## begin Given records

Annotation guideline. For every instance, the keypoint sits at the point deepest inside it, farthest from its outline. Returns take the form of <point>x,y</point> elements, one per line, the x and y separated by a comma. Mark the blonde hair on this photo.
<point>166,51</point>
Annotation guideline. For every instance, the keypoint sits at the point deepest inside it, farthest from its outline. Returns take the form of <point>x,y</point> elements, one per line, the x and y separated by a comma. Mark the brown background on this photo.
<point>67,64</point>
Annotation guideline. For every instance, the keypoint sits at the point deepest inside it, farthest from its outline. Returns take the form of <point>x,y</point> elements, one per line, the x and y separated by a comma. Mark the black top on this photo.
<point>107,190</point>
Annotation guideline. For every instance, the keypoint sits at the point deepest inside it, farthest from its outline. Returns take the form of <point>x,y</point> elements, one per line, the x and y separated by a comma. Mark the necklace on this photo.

## end Given records

# Task objective:
Copy every line of the material above, word for word and with nothing changed.

# Solution to this exercise:
Annotation guideline. For every instance, the keypoint sits at the point deepest inside it, farthest from its outline. Returns take the form of <point>x,y</point> elements, one per line, the x and y separated by a comma. Mark the blonde hair on this photo.
<point>166,51</point>
Annotation guideline. For every instance, the keypoint sits at the point deepest inside it, farthest from its outline. Returns take the form of <point>x,y</point> elements, one per line, the x and y separated by a comma. Mark the brown background on this photo.
<point>67,64</point>
Annotation guideline. For every instance, the keypoint sits at the point deepest inside it, farthest from its outline. Returns take the form of <point>x,y</point> elements, one per line, the x and y separated by a comma. Mark the black top on this photo.
<point>107,190</point>
Annotation guideline. For every instance, the keypoint sits at the point deepest inside it, farthest from its outline. Returns take the form of <point>x,y</point> elements, one per line, the x and y separated by a comma. Mark the necklace on this photo.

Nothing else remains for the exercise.